[Source text]:
* * * * * * *

Showing posts with label consultation. Show all posts
Showing posts with label consultation. Show all posts

Saturday, 15 September 2012

HMRC's review of Extra-Statutory Concession A19

English: Her Majesty's Revenue & Customs (HMRC...
Her Majesty's Revenue & Customs (HMRC) office, Wellington Place, Belfast, Northern Ireland, October 2010 (Photo credit: Wikipedia by Ardfern)

As you may know, HMRC is currently resisting all claims under Extra-Statutory Concession (ESC) A19, which for the uninitiated is a concessional treatment for taxpayers, usually unrepresented and who have not been required to submit tax returns, who find themselves with tax liabilities where PAYE codes have been issued incorrectly.

HMRC has issued a consultation document which is here

This is the response I am sending to HMRC. It is based on my own experience with no cribbing from anyone else.

Response begins:

5. Summary of Consultation Questions

Taxpayer responsibilities

5.1 Do you agree with the removal of 'reasonable belief' to be replaced with an objective test based around 'taxpayer responsibilities'?

No. Most taxpayers under PAYE are not tax specialists and have no need to employ agents since their affairs should be simple. Many claims under ESC A19 arise where individuals have two or more small occupational pensions. With modern software they are entitled to believe HMRC will get their tax liabilities right even if they have no concept of the automated system. A majority of such taxpayers will believe reasonably that their affairs are in order even if they are not.

HMRC responsibilities

5.2 Do you think that the introduction of HMRC responsibilities makes it clearer in regard to what information HMRC must act on? Has HMRC identified the correct responsibilities and/or are there others that should be included?

It is important that HMRC does take responsibility for taking action in relation to all information received and this should include all P14 and other end-of-year information. It is inexcusable that HMRC even resists currently claims under ESC A19 where it is clear they had relevant information as per Forms P14 received from employers and pension providers, which should have been deal with timeously.

'Exceptional Circumstances' test

5.3 Do you agree that the 'Exceptional Circumstances' section is now redundant and can be removed from ESC A19? If not, for what circumstances do you think it should be retained?

This question is slanted in itself. Low income taxpayers could endure serious hardship if information not properly used by HMRC involves notice of further liability less than 12 months after the relevant period or which had built up over two years.

Capital gains tax

5.4 Can you identify any issues with the removal of CGT from ESC A19? HMRC would be particularly interested to hear examples of where a recent request has been made in relation to CGT and ESC A19.

It is less likely that a claim would be necessary in relation to capital gains issues since most taxpayers should be aware of the tax.

Time limit for requesting HMRC looks at ESC A19

5.5 Do you agree with introducing a time limit for individuals to contact HMRC? Can you identify any issues with HMRC adopting this approach?

The time limit should be a fixed period of at least nine months after receiving Form P800, in the interest of fairness. To change the dates in HMRC's example:

HMRC notifies Mrs Smith of an underpayment for the tax year 2015-16 by sending her a P800 Tax Calculation on 15th March 2018. Mrs Smith considers it was HMRC’s failure to deal with information which led to the underpaid tax. Mrs Smith should contact HMRC: as soon as possible after receiving the P800, or, upon receiving her Tax Code Notice for 2018-19, but in any case, before 6 April 2018.”

* * * * * * *

[Records supplied]:
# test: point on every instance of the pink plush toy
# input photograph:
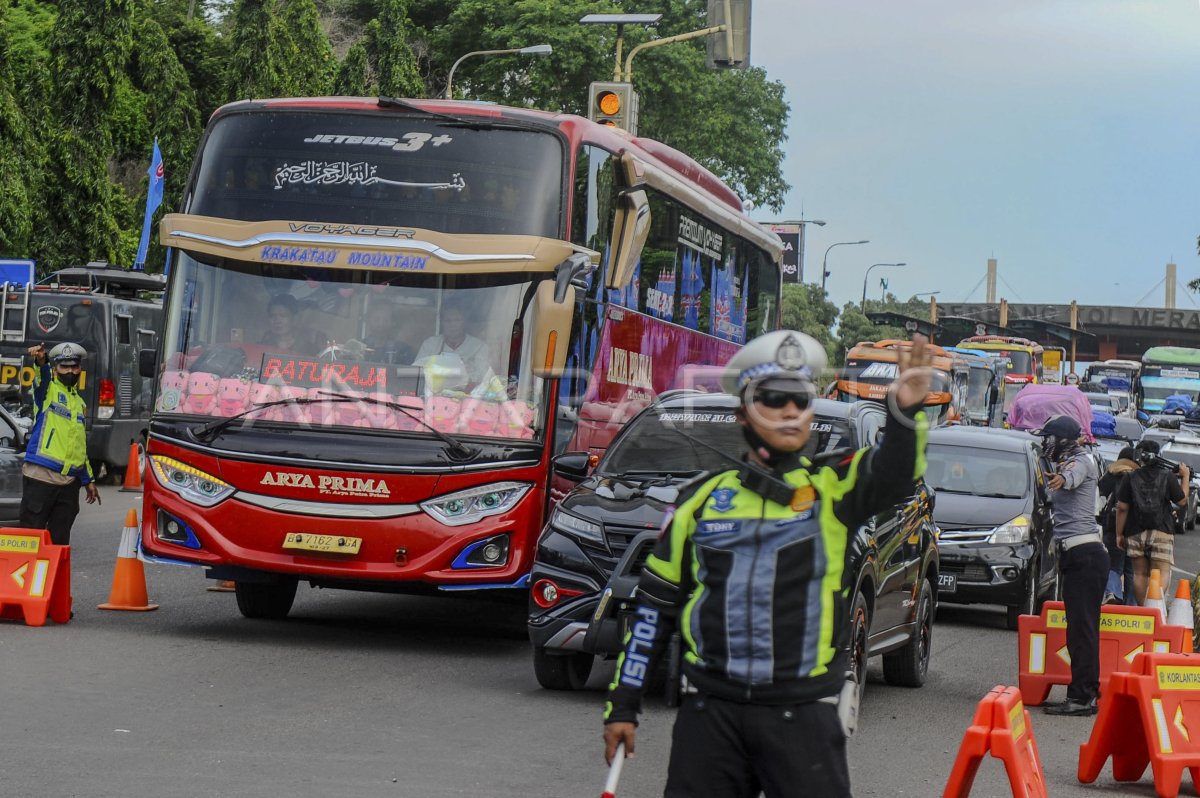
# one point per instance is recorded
(293, 413)
(517, 420)
(348, 413)
(479, 418)
(442, 413)
(381, 417)
(415, 407)
(202, 393)
(172, 391)
(233, 396)
(262, 394)
(324, 411)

* * * * * * *

[Exercise task A]: Please write out the passage of the ESC A19 post that starts at the words "It is important" and ends after the words "should be retained?".
[Exercise task B]: Continue the ESC A19 post from its last sentence.

[Exercise output A]:
It is important that HMRC does take responsibility for taking action in relation to all information received and this should include all P14 and other end-of-year information. It is inexcusable that HMRC even resists currently claims under ESC A19 where it is clear they had relevant information as per Forms P14 received from employers and pension providers, which should have been deal with timeously.

'Exceptional Circumstances' test

5.3 Do you agree that the 'Exceptional Circumstances' section is now redundant and can be removed from ESC A19? If not, for what circumstances do you think it should be retained?

[Exercise output B]:
This would leave Mrs Smith three weeks to notify HMRC of her claim, which would be unfair. Theoretically on HMRC's proposed change Mrs. Smith might have no real time to notify at all. Surely nine months is a fair and reasonable period to make a claim?


Other considerations

5.6 HMRC plans to issue supporting guidance alongside the revised wording. What format would be most appropriate for this? For example, online guidance, a Question and Answer document or updates in the PAYE Online Manual.

5.7 Are there any terms within the revised concession which you feel require further explanation or expansion?

On-line information should always be available, but a paper Question and Answer Document should be available for all taxpayers should they need it.

However HMRC has not demonstrated that there is any need to amend the current guidance on operation of ESC A19. Clearly the present Concession has been reinterpreted in HMRC's favour in the last two years with even very excellent and one would have thought irrefutable claims being denied, requiring taxpayers to make formal complaints.

HMRC should view the Concession not as a drain on Treasury revenue, but as it was formerly; to bring justice to taxpayers who can ill-afford late and unexpected tax demands when HMRC should have properly collected the tax at the time the relevant income was received.

End of response

I am very unhappy both about the proposed revision of ESC A19 and agree with Keith Gordon that there is no need for any change. If you have not done so already, please hurry to sign Keith's petition against the change.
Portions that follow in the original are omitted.